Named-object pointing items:
**********
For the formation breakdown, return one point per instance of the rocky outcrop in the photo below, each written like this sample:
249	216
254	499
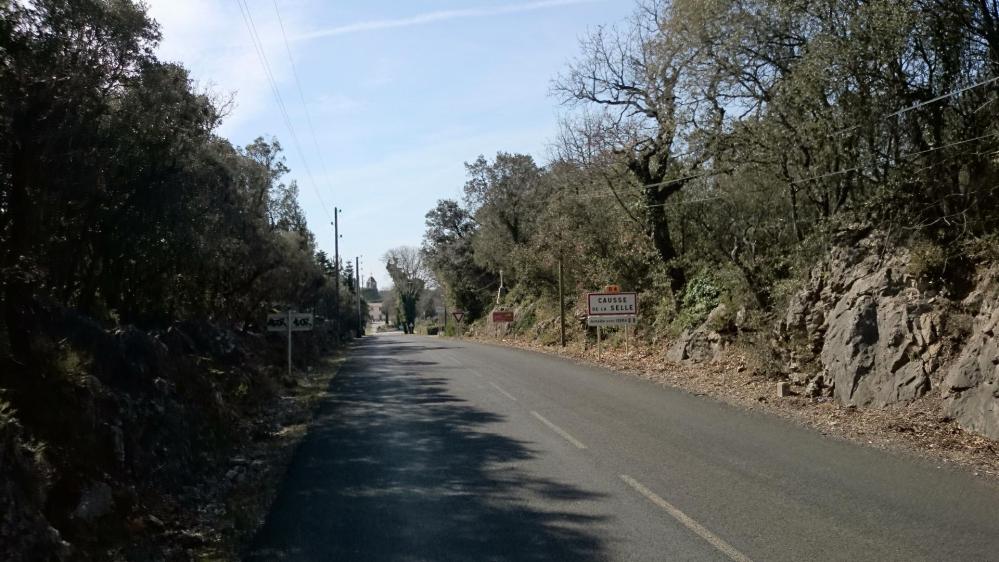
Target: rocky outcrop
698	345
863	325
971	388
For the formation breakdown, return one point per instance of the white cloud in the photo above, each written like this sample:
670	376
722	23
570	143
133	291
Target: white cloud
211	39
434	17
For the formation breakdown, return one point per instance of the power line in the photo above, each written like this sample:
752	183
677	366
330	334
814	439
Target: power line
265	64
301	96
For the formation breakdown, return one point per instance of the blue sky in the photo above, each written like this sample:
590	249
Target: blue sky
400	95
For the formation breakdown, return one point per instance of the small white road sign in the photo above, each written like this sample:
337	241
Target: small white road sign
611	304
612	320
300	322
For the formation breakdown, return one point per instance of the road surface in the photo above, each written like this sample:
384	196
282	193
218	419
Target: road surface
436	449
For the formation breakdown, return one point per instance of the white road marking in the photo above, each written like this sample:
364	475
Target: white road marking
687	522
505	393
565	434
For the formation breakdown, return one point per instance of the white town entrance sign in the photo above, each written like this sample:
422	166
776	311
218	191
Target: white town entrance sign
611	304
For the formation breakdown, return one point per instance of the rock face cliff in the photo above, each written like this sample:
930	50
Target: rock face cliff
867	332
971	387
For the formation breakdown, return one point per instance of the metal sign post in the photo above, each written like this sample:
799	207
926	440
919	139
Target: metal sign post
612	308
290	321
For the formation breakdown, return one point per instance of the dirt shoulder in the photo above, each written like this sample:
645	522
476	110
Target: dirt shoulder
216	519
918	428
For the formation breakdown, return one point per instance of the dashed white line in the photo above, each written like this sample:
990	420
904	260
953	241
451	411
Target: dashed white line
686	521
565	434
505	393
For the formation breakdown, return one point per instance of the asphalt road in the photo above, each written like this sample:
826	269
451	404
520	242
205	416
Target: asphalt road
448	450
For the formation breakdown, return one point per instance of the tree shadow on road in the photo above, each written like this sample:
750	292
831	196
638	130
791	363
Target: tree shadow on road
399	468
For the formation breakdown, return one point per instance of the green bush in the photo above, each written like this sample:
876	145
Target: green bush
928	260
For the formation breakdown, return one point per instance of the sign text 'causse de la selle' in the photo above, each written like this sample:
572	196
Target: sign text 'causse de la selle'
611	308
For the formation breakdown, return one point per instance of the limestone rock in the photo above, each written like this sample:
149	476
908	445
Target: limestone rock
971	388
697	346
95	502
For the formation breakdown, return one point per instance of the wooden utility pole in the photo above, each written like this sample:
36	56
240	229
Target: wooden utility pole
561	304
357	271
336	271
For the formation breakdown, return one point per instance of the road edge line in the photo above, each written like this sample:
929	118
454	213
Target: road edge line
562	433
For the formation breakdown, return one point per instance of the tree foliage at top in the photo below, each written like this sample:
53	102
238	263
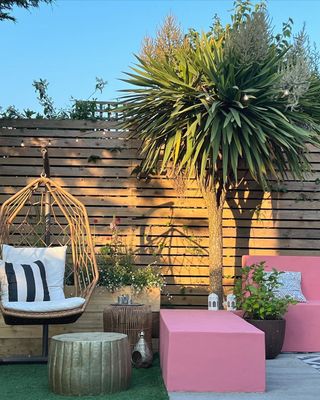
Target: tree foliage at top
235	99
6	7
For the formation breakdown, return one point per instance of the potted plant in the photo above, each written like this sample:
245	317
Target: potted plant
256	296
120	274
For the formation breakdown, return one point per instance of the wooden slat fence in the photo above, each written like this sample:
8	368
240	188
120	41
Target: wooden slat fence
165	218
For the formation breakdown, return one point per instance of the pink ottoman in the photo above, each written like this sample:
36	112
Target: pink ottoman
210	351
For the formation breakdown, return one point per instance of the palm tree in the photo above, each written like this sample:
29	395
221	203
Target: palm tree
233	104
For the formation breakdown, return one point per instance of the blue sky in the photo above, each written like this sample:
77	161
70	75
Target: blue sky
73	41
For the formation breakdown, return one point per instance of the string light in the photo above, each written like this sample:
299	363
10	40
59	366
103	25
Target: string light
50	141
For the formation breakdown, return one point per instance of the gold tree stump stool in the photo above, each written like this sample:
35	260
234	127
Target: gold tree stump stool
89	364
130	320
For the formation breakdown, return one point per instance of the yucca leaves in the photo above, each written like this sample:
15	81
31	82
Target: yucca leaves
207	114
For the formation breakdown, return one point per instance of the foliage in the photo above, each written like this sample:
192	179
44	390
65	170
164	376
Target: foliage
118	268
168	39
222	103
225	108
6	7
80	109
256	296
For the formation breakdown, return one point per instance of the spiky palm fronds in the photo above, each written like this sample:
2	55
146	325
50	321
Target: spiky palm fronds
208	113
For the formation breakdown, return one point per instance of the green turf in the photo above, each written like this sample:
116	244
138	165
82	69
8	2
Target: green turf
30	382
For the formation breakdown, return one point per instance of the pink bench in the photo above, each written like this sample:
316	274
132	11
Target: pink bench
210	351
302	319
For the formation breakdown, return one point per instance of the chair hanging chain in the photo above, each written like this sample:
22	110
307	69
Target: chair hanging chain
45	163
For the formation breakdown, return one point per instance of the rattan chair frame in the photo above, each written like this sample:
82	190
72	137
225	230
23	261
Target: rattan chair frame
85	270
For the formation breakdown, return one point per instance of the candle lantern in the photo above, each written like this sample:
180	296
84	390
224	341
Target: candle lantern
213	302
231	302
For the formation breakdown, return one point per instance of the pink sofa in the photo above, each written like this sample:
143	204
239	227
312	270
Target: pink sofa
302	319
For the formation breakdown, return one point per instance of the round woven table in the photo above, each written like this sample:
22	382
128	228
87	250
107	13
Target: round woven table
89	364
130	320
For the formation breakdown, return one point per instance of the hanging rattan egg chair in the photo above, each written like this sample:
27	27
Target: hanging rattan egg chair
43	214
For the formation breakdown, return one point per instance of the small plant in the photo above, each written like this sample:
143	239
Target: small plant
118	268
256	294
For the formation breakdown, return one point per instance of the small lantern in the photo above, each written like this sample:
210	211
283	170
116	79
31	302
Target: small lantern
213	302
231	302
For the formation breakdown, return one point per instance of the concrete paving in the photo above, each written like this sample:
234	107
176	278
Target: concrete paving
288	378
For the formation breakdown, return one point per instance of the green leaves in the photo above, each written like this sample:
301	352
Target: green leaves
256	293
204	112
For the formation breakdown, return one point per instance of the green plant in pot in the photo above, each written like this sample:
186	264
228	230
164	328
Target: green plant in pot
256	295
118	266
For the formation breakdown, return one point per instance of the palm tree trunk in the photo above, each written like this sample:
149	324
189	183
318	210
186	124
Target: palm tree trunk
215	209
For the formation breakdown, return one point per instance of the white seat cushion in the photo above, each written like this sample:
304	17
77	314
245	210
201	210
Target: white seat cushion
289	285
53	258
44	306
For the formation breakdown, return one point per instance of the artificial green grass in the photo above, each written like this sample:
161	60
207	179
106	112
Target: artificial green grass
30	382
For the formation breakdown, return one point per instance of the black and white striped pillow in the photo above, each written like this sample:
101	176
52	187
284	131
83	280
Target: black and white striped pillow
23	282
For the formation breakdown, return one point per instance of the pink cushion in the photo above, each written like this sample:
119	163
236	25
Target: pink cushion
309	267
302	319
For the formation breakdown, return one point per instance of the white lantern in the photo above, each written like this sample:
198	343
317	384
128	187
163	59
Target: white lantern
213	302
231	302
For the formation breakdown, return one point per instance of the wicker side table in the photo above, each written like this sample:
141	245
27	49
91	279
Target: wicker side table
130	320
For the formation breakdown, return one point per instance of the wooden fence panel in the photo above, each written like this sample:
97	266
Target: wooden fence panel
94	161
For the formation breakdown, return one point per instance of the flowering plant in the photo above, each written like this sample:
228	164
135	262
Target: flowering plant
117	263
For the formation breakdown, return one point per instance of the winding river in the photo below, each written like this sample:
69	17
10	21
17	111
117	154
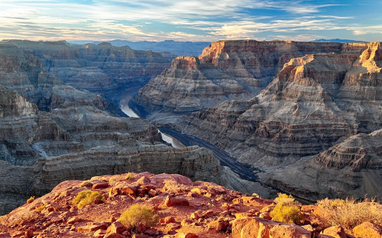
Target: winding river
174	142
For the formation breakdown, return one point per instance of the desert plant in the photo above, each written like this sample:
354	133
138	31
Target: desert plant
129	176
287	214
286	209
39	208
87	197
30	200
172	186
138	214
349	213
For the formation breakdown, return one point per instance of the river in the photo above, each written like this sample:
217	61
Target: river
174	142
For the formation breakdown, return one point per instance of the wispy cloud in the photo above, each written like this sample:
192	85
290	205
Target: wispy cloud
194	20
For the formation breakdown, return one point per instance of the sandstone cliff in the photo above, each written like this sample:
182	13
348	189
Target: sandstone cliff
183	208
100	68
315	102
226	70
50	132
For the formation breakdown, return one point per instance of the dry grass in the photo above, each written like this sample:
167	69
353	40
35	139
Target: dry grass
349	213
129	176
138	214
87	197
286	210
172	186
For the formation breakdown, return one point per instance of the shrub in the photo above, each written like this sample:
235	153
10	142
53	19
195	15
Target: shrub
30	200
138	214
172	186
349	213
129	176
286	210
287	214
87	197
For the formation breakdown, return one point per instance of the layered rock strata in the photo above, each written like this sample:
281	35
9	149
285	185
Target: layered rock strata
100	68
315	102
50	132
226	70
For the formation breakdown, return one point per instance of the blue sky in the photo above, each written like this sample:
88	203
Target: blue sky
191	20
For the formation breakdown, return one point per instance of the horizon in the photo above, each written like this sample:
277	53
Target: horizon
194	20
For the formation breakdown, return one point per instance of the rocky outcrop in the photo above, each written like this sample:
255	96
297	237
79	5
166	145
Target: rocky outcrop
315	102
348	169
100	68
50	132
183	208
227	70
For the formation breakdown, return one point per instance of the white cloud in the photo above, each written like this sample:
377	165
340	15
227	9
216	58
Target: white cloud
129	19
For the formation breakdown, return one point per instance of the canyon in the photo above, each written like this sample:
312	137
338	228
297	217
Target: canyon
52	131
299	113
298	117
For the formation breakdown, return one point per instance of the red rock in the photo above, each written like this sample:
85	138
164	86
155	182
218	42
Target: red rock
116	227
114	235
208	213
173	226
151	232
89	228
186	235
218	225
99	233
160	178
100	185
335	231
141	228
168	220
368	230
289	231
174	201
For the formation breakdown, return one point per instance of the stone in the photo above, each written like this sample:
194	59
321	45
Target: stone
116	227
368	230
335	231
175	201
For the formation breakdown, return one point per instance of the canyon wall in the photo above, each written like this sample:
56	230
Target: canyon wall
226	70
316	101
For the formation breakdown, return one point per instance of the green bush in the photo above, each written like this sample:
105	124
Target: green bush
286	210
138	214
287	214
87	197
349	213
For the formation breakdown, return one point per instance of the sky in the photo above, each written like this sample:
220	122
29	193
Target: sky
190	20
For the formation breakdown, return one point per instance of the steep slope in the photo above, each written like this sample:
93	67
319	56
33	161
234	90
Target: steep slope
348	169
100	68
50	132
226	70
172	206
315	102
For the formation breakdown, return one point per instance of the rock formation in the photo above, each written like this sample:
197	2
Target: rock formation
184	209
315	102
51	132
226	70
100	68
**********
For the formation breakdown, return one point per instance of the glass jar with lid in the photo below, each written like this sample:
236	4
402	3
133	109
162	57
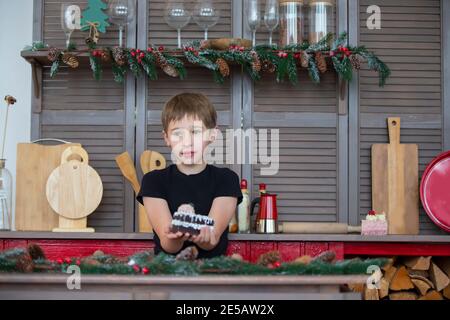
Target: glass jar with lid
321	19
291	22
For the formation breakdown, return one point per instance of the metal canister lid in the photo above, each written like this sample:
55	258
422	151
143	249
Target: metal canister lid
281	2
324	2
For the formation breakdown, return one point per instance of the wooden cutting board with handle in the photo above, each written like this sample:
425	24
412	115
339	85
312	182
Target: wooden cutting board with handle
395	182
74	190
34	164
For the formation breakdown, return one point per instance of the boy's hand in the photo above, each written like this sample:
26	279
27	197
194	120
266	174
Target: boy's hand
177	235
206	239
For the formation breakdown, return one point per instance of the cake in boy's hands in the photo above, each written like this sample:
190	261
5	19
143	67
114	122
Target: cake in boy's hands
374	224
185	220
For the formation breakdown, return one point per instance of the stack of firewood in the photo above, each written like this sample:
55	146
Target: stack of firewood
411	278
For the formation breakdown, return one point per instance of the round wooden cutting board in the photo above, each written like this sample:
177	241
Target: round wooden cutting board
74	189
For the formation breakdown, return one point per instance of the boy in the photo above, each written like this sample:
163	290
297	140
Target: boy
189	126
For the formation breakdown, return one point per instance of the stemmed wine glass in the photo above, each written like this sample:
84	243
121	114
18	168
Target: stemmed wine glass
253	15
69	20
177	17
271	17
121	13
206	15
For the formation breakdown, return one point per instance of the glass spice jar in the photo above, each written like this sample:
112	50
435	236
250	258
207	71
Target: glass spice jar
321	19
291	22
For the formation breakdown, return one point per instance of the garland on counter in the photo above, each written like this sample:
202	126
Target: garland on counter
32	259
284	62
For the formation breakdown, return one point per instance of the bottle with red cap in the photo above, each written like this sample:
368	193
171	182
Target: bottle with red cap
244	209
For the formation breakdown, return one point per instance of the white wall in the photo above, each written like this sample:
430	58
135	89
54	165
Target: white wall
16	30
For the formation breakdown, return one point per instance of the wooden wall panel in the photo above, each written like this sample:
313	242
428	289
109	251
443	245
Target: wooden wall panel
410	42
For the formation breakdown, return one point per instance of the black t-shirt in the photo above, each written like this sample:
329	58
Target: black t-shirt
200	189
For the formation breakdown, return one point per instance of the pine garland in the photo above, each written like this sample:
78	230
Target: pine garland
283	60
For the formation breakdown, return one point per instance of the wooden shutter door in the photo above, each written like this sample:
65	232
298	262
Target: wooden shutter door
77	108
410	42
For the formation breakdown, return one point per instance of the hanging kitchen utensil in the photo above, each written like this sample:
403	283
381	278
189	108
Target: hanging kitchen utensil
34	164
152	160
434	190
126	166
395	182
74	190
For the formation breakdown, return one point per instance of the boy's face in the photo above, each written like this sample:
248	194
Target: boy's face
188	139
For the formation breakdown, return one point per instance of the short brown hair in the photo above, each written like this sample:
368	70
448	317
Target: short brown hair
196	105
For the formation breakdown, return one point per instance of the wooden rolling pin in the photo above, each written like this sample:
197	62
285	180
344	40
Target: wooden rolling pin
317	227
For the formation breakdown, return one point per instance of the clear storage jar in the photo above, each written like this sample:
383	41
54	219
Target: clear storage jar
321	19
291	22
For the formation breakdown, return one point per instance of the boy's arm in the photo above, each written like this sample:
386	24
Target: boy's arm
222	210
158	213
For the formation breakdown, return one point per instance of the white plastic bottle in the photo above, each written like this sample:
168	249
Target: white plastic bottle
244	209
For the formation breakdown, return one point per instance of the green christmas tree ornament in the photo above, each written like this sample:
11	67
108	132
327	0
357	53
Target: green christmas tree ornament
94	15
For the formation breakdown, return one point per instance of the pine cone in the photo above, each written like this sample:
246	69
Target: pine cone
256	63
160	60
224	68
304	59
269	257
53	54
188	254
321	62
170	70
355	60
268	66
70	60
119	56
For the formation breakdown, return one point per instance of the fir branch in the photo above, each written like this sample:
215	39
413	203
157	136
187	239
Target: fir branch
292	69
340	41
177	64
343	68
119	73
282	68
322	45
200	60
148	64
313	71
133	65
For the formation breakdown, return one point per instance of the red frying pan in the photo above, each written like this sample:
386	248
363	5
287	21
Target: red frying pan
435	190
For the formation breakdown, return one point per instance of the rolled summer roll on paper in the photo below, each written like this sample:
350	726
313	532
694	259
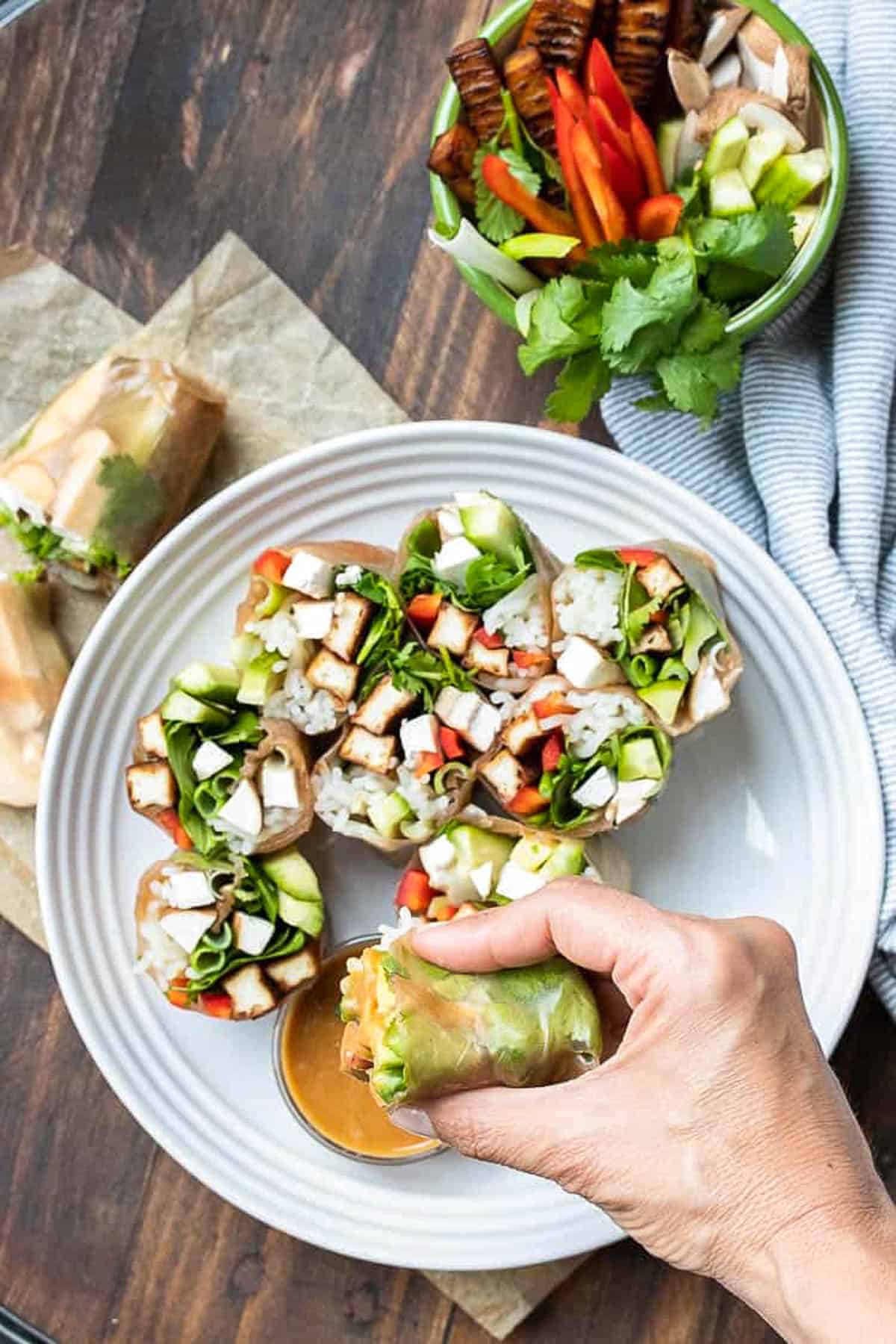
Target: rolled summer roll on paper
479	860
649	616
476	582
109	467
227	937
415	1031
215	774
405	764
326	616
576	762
**********
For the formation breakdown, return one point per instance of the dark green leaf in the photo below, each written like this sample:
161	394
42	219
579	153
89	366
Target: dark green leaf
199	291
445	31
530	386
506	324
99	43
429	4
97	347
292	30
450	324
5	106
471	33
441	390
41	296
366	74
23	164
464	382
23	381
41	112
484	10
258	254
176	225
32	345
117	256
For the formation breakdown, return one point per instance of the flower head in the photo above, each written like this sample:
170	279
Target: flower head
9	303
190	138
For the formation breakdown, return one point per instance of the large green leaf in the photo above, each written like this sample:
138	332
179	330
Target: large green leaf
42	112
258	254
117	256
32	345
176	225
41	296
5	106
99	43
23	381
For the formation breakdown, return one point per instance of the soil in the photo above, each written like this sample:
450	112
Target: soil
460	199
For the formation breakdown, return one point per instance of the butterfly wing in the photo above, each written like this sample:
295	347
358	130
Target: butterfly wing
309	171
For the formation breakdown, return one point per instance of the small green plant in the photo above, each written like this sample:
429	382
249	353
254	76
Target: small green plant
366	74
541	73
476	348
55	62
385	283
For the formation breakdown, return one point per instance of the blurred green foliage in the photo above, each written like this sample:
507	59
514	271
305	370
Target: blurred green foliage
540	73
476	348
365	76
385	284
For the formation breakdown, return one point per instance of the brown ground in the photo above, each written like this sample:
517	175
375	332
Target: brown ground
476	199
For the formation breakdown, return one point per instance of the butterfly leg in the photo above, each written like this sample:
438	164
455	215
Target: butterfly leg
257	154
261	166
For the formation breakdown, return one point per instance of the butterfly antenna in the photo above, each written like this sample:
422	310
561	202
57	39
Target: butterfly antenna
**********
Objective: Locate each line of the items above containing the word "potted" and copy those lines out in full.

Solution to this task:
For the formation breakdown, return one point per instance of the potted plant in the photo above, each written like this sample:
Target: potted plant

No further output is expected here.